** THE RECORDS follows **
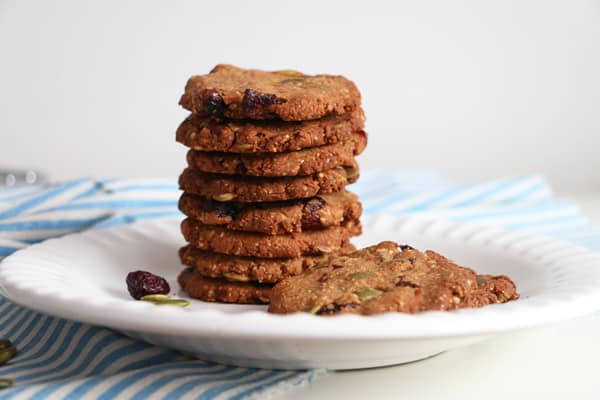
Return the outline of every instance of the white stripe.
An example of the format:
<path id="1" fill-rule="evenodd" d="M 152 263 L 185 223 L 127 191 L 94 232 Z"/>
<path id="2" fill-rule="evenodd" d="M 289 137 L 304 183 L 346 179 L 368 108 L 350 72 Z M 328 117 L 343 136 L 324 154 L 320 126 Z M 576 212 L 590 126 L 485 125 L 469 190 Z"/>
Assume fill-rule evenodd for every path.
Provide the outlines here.
<path id="1" fill-rule="evenodd" d="M 119 193 L 98 193 L 86 196 L 68 203 L 68 205 L 81 205 L 92 203 L 108 203 L 116 201 L 154 201 L 154 200 L 177 200 L 181 196 L 178 190 L 144 190 Z"/>
<path id="2" fill-rule="evenodd" d="M 550 189 L 550 185 L 541 176 L 532 176 L 529 180 L 515 184 L 509 188 L 505 188 L 502 192 L 497 193 L 495 195 L 491 195 L 488 199 L 490 202 L 500 202 L 506 199 L 510 199 L 519 193 L 525 191 L 529 187 L 533 187 L 535 185 L 543 184 L 544 186 L 539 190 L 526 194 L 526 197 L 521 197 L 518 201 L 525 200 L 541 200 L 541 199 L 550 199 L 552 197 L 552 190 Z"/>
<path id="3" fill-rule="evenodd" d="M 68 328 L 70 328 L 70 326 L 66 327 L 66 331 L 68 332 Z M 37 368 L 30 368 L 26 371 L 17 373 L 15 375 L 11 374 L 11 376 L 26 376 L 32 373 L 38 373 L 38 372 L 43 372 L 43 371 L 49 371 L 52 368 L 55 368 L 56 366 L 60 365 L 60 363 L 62 363 L 64 360 L 66 360 L 67 358 L 69 358 L 69 356 L 71 355 L 71 353 L 73 352 L 77 342 L 79 341 L 79 339 L 87 332 L 91 329 L 91 327 L 82 327 L 81 329 L 78 329 L 77 332 L 73 335 L 72 339 L 69 340 L 69 344 L 67 346 L 67 348 L 65 349 L 64 353 L 57 358 L 53 363 L 51 364 L 47 364 L 46 361 L 49 360 L 55 353 L 56 351 L 51 351 L 50 349 L 46 352 L 46 354 L 44 354 L 42 357 L 40 358 L 36 358 L 33 360 L 29 360 L 25 363 L 19 363 L 18 367 L 22 367 L 25 365 L 31 365 L 31 364 L 39 364 L 39 363 L 44 363 L 42 366 L 37 367 Z M 35 334 L 35 331 L 32 330 L 31 335 Z M 65 332 L 65 336 L 66 336 L 66 332 Z M 61 344 L 61 342 L 59 342 L 59 340 L 56 340 L 56 343 Z M 35 354 L 35 351 L 33 349 L 29 350 L 27 352 L 28 354 Z M 82 352 L 83 353 L 83 352 Z M 75 364 L 75 363 L 73 363 Z M 68 368 L 61 371 L 62 373 L 68 371 Z"/>
<path id="4" fill-rule="evenodd" d="M 26 196 L 31 193 L 36 193 L 44 188 L 39 185 L 32 186 L 20 186 L 20 187 L 11 187 L 11 188 L 0 188 L 0 203 L 6 199 L 7 197 L 13 198 L 17 196 Z M 14 200 L 12 200 L 14 201 Z"/>
<path id="5" fill-rule="evenodd" d="M 6 238 L 1 238 L 0 237 L 0 246 L 4 246 L 4 247 L 15 247 L 17 249 L 22 249 L 23 247 L 29 246 L 26 243 L 23 242 L 19 242 L 16 240 L 12 240 L 12 239 L 6 239 Z"/>
<path id="6" fill-rule="evenodd" d="M 224 367 L 225 367 L 224 365 L 215 365 L 213 367 L 208 367 L 206 369 L 198 370 L 198 372 L 196 372 L 196 375 L 193 375 L 193 378 L 196 379 L 196 378 L 198 378 L 198 376 L 201 376 L 205 372 L 217 371 L 217 370 L 222 369 Z M 153 377 L 154 379 L 158 379 L 161 376 L 169 376 L 171 374 L 171 372 L 174 372 L 174 371 L 178 371 L 180 373 L 185 373 L 185 372 L 191 372 L 191 373 L 193 373 L 194 372 L 194 371 L 191 371 L 189 368 L 181 369 L 181 370 L 179 370 L 179 369 L 170 369 L 166 373 L 165 373 L 165 371 L 158 370 L 158 371 L 150 374 L 149 376 Z M 114 375 L 114 376 L 110 377 L 109 379 L 107 379 L 106 381 L 104 381 L 101 384 L 99 384 L 98 386 L 94 387 L 88 393 L 86 393 L 86 395 L 83 397 L 83 399 L 96 399 L 96 398 L 98 398 L 99 394 L 102 394 L 102 393 L 106 392 L 109 388 L 111 388 L 115 384 L 121 382 L 122 380 L 124 380 L 124 379 L 130 377 L 131 375 L 136 374 L 138 372 L 140 372 L 140 370 L 131 371 L 131 372 L 124 373 L 124 374 Z M 131 385 L 130 388 L 134 388 L 134 393 L 137 393 L 139 390 L 142 390 L 146 385 L 143 385 L 143 386 L 138 385 L 138 381 L 136 381 L 133 385 Z M 172 381 L 172 382 L 166 384 L 165 386 L 161 387 L 150 398 L 157 398 L 157 397 L 159 397 L 158 393 L 164 392 L 166 394 L 170 390 L 172 390 L 172 389 L 174 389 L 174 388 L 176 388 L 178 386 L 179 385 L 177 385 L 177 384 L 173 385 L 173 381 Z M 160 396 L 160 397 L 164 397 L 164 394 L 162 396 Z M 116 399 L 121 399 L 121 398 L 127 398 L 127 397 L 123 397 L 121 395 L 118 395 L 115 398 L 115 400 Z"/>
<path id="7" fill-rule="evenodd" d="M 43 211 L 36 214 L 19 215 L 12 218 L 0 219 L 0 224 L 10 224 L 15 222 L 42 222 L 42 221 L 67 221 L 95 219 L 103 216 L 112 215 L 111 210 L 61 210 L 61 211 Z M 1 229 L 1 228 L 0 228 Z"/>
<path id="8" fill-rule="evenodd" d="M 164 378 L 164 377 L 169 378 L 169 377 L 180 375 L 182 373 L 190 373 L 190 374 L 195 375 L 195 377 L 197 378 L 199 375 L 201 375 L 205 371 L 207 371 L 207 372 L 216 371 L 223 367 L 224 367 L 223 365 L 217 364 L 212 367 L 208 367 L 205 369 L 199 368 L 197 370 L 194 370 L 193 368 L 184 368 L 184 366 L 182 366 L 182 368 L 179 368 L 179 369 L 173 368 L 173 369 L 167 369 L 167 370 L 157 370 L 155 373 L 152 373 L 144 378 L 136 380 L 132 385 L 127 387 L 127 389 L 125 389 L 123 392 L 121 392 L 115 399 L 129 399 L 129 398 L 133 397 L 135 394 L 137 394 L 138 392 L 144 390 L 146 388 L 146 386 L 156 382 L 160 378 Z M 136 372 L 140 372 L 142 370 L 137 370 Z M 113 382 L 113 384 L 114 383 L 116 383 L 116 382 Z M 112 385 L 106 385 L 105 388 L 107 389 L 110 386 L 112 386 Z"/>
<path id="9" fill-rule="evenodd" d="M 290 378 L 293 378 L 294 376 L 296 376 L 296 374 L 298 374 L 298 372 L 296 372 L 296 371 L 282 371 L 282 372 L 284 372 L 284 373 L 282 373 L 282 374 L 277 374 L 277 375 L 273 376 L 273 377 L 272 377 L 271 379 L 269 379 L 269 380 L 266 380 L 266 381 L 260 381 L 260 382 L 254 382 L 254 383 L 251 383 L 251 384 L 249 384 L 249 385 L 246 385 L 246 386 L 244 386 L 244 387 L 241 387 L 241 388 L 236 388 L 236 390 L 235 390 L 235 393 L 236 393 L 236 394 L 237 394 L 237 393 L 241 393 L 241 392 L 243 392 L 244 390 L 249 390 L 249 389 L 259 389 L 259 388 L 261 388 L 261 386 L 262 386 L 263 388 L 261 388 L 261 389 L 260 389 L 260 391 L 264 393 L 265 389 L 266 389 L 266 388 L 267 388 L 267 387 L 268 387 L 268 386 L 269 386 L 269 385 L 270 385 L 272 382 L 274 382 L 274 381 L 277 381 L 277 380 L 279 380 L 279 379 L 281 379 L 281 378 L 290 379 Z M 278 383 L 280 383 L 280 382 L 278 382 Z M 256 393 L 256 394 L 258 394 L 258 393 Z M 233 393 L 232 393 L 231 395 L 235 395 L 235 394 L 233 394 Z M 251 393 L 248 393 L 248 394 L 246 394 L 246 396 L 251 396 L 251 397 L 254 397 L 254 396 L 255 396 L 255 393 L 252 393 L 252 392 L 251 392 Z M 246 397 L 246 396 L 245 396 L 245 397 Z M 247 398 L 247 397 L 246 397 L 246 398 Z"/>
<path id="10" fill-rule="evenodd" d="M 118 179 L 113 182 L 105 182 L 102 187 L 105 190 L 120 190 L 128 186 L 145 185 L 173 185 L 174 187 L 177 187 L 177 177 L 173 177 L 173 179 Z"/>
<path id="11" fill-rule="evenodd" d="M 223 365 L 219 365 L 219 367 L 223 367 Z M 235 375 L 235 374 L 239 374 L 240 371 L 242 371 L 243 369 L 241 368 L 234 368 L 233 370 L 229 371 L 229 372 L 224 372 L 223 374 L 220 375 L 212 375 L 212 376 L 207 376 L 206 378 L 208 379 L 208 382 L 210 382 L 211 377 L 214 378 L 226 378 L 230 375 Z M 269 371 L 267 371 L 269 372 Z M 151 399 L 162 399 L 165 398 L 165 396 L 171 392 L 172 390 L 175 390 L 176 388 L 185 385 L 188 382 L 194 381 L 198 378 L 202 378 L 203 375 L 205 375 L 203 372 L 198 373 L 197 375 L 193 375 L 193 376 L 188 376 L 188 377 L 183 377 L 183 378 L 178 378 L 178 379 L 174 379 L 171 382 L 167 383 L 166 385 L 164 385 L 163 387 L 161 387 L 159 390 L 157 390 L 156 392 L 154 392 L 150 397 L 149 400 Z M 199 395 L 200 393 L 202 393 L 202 391 L 204 391 L 204 387 L 205 385 L 202 384 L 201 386 L 196 386 L 196 396 Z M 200 388 L 200 390 L 198 390 L 198 388 Z M 141 389 L 141 388 L 140 388 Z"/>
<path id="12" fill-rule="evenodd" d="M 60 204 L 64 204 L 68 201 L 71 201 L 75 197 L 77 197 L 85 192 L 88 192 L 91 188 L 94 187 L 94 185 L 95 185 L 95 183 L 91 180 L 83 181 L 80 184 L 70 188 L 69 190 L 59 193 L 58 195 L 46 200 L 45 202 L 42 202 L 42 203 L 38 204 L 37 206 L 33 206 L 33 207 L 29 208 L 26 212 L 34 213 L 34 212 L 37 212 L 40 210 L 44 210 L 44 209 L 48 209 L 48 208 L 51 208 L 51 207 L 54 207 L 54 206 L 57 206 Z M 41 193 L 39 193 L 39 194 L 41 194 Z M 35 196 L 33 196 L 33 197 L 35 197 Z M 23 202 L 19 202 L 18 204 L 22 204 L 22 203 Z"/>
<path id="13" fill-rule="evenodd" d="M 78 371 L 75 371 L 70 379 L 81 378 L 81 377 L 85 377 L 85 376 L 89 375 L 90 371 L 93 370 L 98 364 L 100 364 L 106 356 L 108 356 L 113 351 L 118 351 L 119 349 L 122 349 L 123 347 L 127 346 L 128 344 L 129 344 L 128 339 L 116 339 L 115 341 L 111 342 L 106 347 L 104 347 L 98 354 L 96 354 L 90 363 L 86 364 L 85 366 L 82 366 L 83 368 L 79 369 Z M 83 354 L 87 355 L 87 353 L 83 353 Z M 52 365 L 56 365 L 56 363 L 52 363 Z M 40 370 L 41 371 L 42 370 L 51 370 L 51 368 L 46 366 L 45 368 L 41 368 Z M 51 374 L 45 374 L 39 378 L 30 379 L 27 381 L 27 383 L 50 381 L 50 380 L 52 380 L 52 378 L 63 375 L 66 372 L 71 372 L 71 369 L 69 369 L 68 371 L 56 371 Z"/>
<path id="14" fill-rule="evenodd" d="M 10 240 L 43 240 L 55 236 L 63 236 L 67 233 L 81 231 L 84 227 L 65 229 L 44 229 L 32 231 L 0 231 L 0 238 Z"/>
<path id="15" fill-rule="evenodd" d="M 25 308 L 20 308 L 20 309 L 18 309 L 18 311 L 17 311 L 17 316 L 16 316 L 16 317 L 14 316 L 14 314 L 10 314 L 10 315 L 11 315 L 10 322 L 9 322 L 9 323 L 7 323 L 6 325 L 2 326 L 2 330 L 3 330 L 4 332 L 6 332 L 6 334 L 8 334 L 8 332 L 9 332 L 11 329 L 13 329 L 17 323 L 23 323 L 23 322 L 20 322 L 20 321 L 21 321 L 21 318 L 22 318 L 24 315 L 27 315 L 27 312 L 28 312 L 28 310 L 27 310 L 27 309 L 25 309 Z M 29 315 L 28 317 L 25 317 L 25 321 L 28 321 L 28 320 L 30 320 L 30 319 L 32 318 L 32 316 L 33 316 L 33 315 L 35 315 L 35 312 L 31 313 L 31 315 Z M 3 338 L 0 338 L 0 339 L 3 339 Z"/>
<path id="16" fill-rule="evenodd" d="M 58 322 L 58 320 L 53 321 L 52 323 L 55 324 L 56 322 Z M 52 329 L 48 329 L 48 332 L 50 333 L 52 331 Z M 84 346 L 84 348 L 82 349 L 81 353 L 75 358 L 75 360 L 73 361 L 73 364 L 70 365 L 68 368 L 66 368 L 65 370 L 61 371 L 62 373 L 70 373 L 73 369 L 75 369 L 76 367 L 78 367 L 79 363 L 88 355 L 88 353 L 90 352 L 90 350 L 96 345 L 96 343 L 98 343 L 100 340 L 102 340 L 103 338 L 105 338 L 106 336 L 111 335 L 112 333 L 108 330 L 105 331 L 100 331 L 99 333 L 97 333 L 96 335 L 94 335 L 92 337 L 92 339 Z M 42 345 L 42 343 L 44 343 L 47 340 L 47 337 L 44 336 L 42 338 L 42 340 L 40 340 L 40 346 Z M 64 340 L 64 337 L 63 337 Z M 53 343 L 52 347 L 50 347 L 50 349 L 41 357 L 30 360 L 26 363 L 20 363 L 19 366 L 25 366 L 25 365 L 30 365 L 30 364 L 38 364 L 38 363 L 45 363 L 47 362 L 52 355 L 56 352 L 56 347 L 58 345 L 60 345 L 61 340 L 57 339 L 56 342 Z M 36 351 L 39 351 L 39 348 L 36 349 L 32 349 L 30 351 L 31 354 L 35 354 Z M 31 368 L 27 371 L 23 371 L 23 372 L 19 372 L 16 373 L 16 375 L 12 375 L 15 378 L 19 378 L 21 376 L 26 376 L 29 375 L 30 373 L 34 373 L 34 372 L 43 372 L 45 370 L 48 369 L 47 364 L 44 364 L 40 367 L 37 368 Z"/>
<path id="17" fill-rule="evenodd" d="M 31 314 L 29 317 L 27 317 L 27 318 L 25 319 L 25 321 L 21 322 L 21 326 L 19 327 L 19 329 L 17 329 L 17 331 L 16 331 L 15 333 L 13 333 L 11 336 L 12 336 L 13 338 L 18 338 L 19 336 L 21 336 L 21 334 L 22 334 L 22 333 L 25 331 L 25 328 L 27 328 L 27 326 L 28 326 L 28 325 L 31 323 L 31 321 L 33 321 L 33 319 L 34 319 L 34 318 L 35 318 L 37 315 L 38 315 L 38 314 L 34 312 L 34 313 L 33 313 L 33 314 Z M 34 326 L 35 326 L 35 324 L 34 324 Z M 7 329 L 5 332 L 8 332 L 8 329 Z M 0 339 L 2 339 L 2 338 L 0 337 Z"/>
** End of THE RECORDS **
Both end lines included, restate word for word the lines above from the line with "An example of" to the line with "Assume fill-rule evenodd for every path.", and nothing else.

An example of the format:
<path id="1" fill-rule="evenodd" d="M 152 263 L 185 223 L 127 191 L 94 232 Z"/>
<path id="2" fill-rule="evenodd" d="M 289 137 L 304 183 L 346 179 L 368 108 L 350 72 Z M 328 117 L 343 136 L 324 154 L 320 126 Z M 576 212 L 590 126 L 485 125 L 469 190 Z"/>
Assume fill-rule evenodd for every path.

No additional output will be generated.